**ACTION ITEM:**
Every entry should be reproduced word for word.

**DATASET EXCERPTS:**
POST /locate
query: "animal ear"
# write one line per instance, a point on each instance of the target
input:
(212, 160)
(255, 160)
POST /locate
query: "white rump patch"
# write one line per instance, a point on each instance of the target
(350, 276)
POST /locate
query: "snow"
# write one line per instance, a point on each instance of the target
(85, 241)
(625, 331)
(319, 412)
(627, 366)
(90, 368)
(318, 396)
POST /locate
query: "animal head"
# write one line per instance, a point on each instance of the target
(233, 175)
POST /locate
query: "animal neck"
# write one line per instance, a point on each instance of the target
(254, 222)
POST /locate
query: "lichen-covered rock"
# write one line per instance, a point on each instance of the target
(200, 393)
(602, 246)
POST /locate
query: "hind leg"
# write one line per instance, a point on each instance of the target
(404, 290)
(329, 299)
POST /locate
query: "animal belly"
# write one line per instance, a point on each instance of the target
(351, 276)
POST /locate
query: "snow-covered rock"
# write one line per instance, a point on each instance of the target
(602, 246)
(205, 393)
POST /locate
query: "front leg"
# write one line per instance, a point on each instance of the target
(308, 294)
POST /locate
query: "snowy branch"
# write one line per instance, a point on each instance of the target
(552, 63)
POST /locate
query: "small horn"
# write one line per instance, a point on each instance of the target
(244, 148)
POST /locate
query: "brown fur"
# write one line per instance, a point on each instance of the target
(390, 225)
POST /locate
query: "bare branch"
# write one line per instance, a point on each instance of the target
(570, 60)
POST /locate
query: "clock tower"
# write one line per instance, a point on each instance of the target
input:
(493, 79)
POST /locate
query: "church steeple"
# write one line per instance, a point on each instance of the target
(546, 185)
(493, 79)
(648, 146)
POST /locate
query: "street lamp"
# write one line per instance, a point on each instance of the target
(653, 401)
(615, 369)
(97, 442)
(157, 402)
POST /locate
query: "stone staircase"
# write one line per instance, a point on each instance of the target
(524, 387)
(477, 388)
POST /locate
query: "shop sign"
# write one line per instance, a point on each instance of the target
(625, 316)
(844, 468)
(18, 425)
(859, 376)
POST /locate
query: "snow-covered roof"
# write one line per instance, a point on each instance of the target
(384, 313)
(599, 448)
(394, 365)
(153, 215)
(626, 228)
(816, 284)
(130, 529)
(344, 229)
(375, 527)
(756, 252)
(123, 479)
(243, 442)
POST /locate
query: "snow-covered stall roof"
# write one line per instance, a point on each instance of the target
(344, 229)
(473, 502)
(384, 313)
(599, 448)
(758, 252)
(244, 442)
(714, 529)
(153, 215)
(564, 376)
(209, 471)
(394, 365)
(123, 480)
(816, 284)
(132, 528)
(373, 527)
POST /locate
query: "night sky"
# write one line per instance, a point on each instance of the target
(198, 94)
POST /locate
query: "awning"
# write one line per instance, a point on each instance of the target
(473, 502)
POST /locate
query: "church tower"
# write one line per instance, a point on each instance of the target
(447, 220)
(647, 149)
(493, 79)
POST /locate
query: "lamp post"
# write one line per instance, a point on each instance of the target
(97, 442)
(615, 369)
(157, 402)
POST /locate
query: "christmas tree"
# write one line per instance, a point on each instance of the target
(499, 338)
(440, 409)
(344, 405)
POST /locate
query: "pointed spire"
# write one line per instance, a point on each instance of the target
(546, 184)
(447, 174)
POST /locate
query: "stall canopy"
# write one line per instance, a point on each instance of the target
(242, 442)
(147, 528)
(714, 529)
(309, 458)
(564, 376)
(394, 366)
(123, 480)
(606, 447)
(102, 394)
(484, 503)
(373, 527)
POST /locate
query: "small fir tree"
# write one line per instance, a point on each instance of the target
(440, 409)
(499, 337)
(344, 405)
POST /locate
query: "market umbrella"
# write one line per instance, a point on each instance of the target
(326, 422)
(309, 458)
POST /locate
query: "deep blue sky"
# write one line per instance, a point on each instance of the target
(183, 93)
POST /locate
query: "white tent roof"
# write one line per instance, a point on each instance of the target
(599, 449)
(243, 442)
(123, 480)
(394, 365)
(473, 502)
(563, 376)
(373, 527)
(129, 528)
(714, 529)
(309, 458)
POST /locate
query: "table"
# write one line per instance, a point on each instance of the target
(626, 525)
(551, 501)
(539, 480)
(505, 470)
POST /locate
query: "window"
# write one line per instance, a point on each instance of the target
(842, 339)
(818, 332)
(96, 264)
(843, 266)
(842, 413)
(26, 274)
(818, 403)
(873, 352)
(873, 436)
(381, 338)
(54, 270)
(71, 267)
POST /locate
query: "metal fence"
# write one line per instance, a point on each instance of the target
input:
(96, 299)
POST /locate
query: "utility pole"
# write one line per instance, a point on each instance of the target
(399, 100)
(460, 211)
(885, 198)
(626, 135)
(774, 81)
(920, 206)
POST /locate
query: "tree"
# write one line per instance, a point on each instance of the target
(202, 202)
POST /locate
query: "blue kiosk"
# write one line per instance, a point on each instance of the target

**RESULT FOR THIS TASK:**
POST /locate
query: "animal ear"
# write one line per instance, a point on each instance of the target
input:
(212, 160)
(255, 160)
POST /locate
query: "white rump patch"
# write one line per instance, a point on each instance of the target
(350, 276)
POST /locate
query: "snow"
# write one line per instance, a point on each instance of the target
(85, 241)
(625, 331)
(319, 412)
(627, 366)
(90, 368)
(318, 396)
POST /locate
query: "animal head"
# write one line per instance, a point on each instance of the target
(233, 175)
POST /locate
query: "animal neck"
# write one line per instance, a point on each instance of the target
(254, 222)
POST /locate
query: "lichen-covered rock"
# write one line per instance, a point on each instance of the target
(200, 393)
(602, 246)
POST /locate
query: "hind leg"
# write one line per instance, a point on each instance of the target
(404, 290)
(329, 299)
POST /locate
query: "animal belly"
# write one line per instance, a point on each instance of the target
(351, 276)
POST /locate
query: "snow-covered rock"
# write one line per instance, a point on each instance of the target
(602, 246)
(205, 393)
POST /locate
query: "front leg"
# write one line per instance, a point on each instance of the target
(308, 294)
POST /locate
query: "snowy branch"
# write one line per instance, a point on each instance of the target
(552, 63)
POST /locate
query: "small horn"
# write one line per instance, a point on each instance of the target
(244, 148)
POST /locate
query: "brown fur"
# write one line per instance, a point on each instance of the target
(390, 225)
POST /locate
query: "bare branch"
# write one line per instance, a point on each instance of the target
(570, 60)
POST /locate
query: "clock tower"
# write one line per instance, a point on each instance of the target
input:
(493, 79)
POST /locate
query: "church steeple"
# write one line per instance, a point on each instance of the target
(546, 185)
(493, 79)
(648, 146)
POST /locate
query: "street lamp"
# write one line per instance, a point on each instance of the target
(653, 401)
(615, 369)
(97, 442)
(157, 402)
POST /locate
query: "stone staircase"
# write one line per instance, a point on each instance of the target
(524, 387)
(477, 388)
POST /locate
query: "shop sign"
# write one line per instance, a point on each instance of the target
(625, 316)
(844, 468)
(18, 425)
(859, 376)
POST /locate
query: "snow-covered roof"
# write one line per instance, a point on each instance of the target
(384, 313)
(599, 448)
(394, 365)
(153, 215)
(626, 228)
(816, 284)
(130, 529)
(344, 229)
(375, 527)
(756, 252)
(123, 479)
(243, 442)
POST /locate
query: "snow-covered stall roof"
# write one line per instance, a point on each instance of the target
(344, 229)
(473, 502)
(384, 313)
(599, 448)
(758, 252)
(244, 442)
(714, 529)
(153, 215)
(564, 376)
(209, 471)
(394, 365)
(123, 480)
(816, 284)
(132, 528)
(373, 527)
POST /locate
query: "night sky"
# write one line per instance, a point on each instance of the target
(198, 94)
POST /locate
query: "awning"
# write one line per instance, a point on each instance of the target
(473, 502)
POST /locate
query: "church tower"
# write one line per instance, a point on each instance of the target
(447, 220)
(647, 149)
(493, 79)
POST /locate
query: "lamp post"
# write one line per instance, a point on each instance of the target
(97, 442)
(615, 369)
(157, 402)
POST /locate
query: "christmas tree"
# write one line per instance, a point on each instance of the target
(499, 338)
(440, 409)
(344, 405)
POST /locate
query: "pointed spire"
# write one line per instance, a point on each instance of the target
(546, 184)
(447, 174)
POST /locate
query: "stall canopy"
# write one line per instance, a point on each instance of the target
(242, 442)
(147, 528)
(714, 529)
(309, 458)
(564, 376)
(394, 366)
(123, 480)
(606, 447)
(102, 394)
(484, 503)
(373, 527)
POST /locate
query: "small fir tree"
# write one line per instance, a point on each instance of the target
(440, 409)
(499, 337)
(344, 405)
POST /locate
query: "market umbrella"
# write one line per instance, a point on each instance of the target
(326, 422)
(309, 458)
POST /locate
query: "deep blue sky"
# write one line per instance, a point on each instance of the target
(183, 93)
POST /locate
query: "white tent roof"
# write one line per instance, a point on each instance of the target
(599, 449)
(243, 442)
(123, 480)
(394, 365)
(473, 502)
(563, 376)
(373, 527)
(129, 528)
(714, 529)
(309, 458)
POST /locate
query: "table"
# write one line per instance, a point on each instance of the target
(626, 525)
(551, 501)
(539, 480)
(505, 470)
POST /locate
query: "window"
# write one line per instance, a point on each instance of the target
(842, 339)
(818, 332)
(96, 264)
(843, 266)
(842, 413)
(26, 274)
(818, 403)
(873, 352)
(873, 436)
(381, 338)
(54, 270)
(71, 267)
POST /locate
query: "metal fence"
# write one line per instance, a point on each instance of the target
input:
(96, 299)
POST /locate
query: "utility pole"
# write one line per instance, a point on each instance of the target
(399, 100)
(460, 211)
(885, 198)
(626, 135)
(774, 81)
(920, 206)
POST /locate
query: "tree"
# write one line per instance, a point on each instance of the target
(202, 202)
POST /locate
query: "blue kiosk"
# write one line per instance, a point on each instance of the target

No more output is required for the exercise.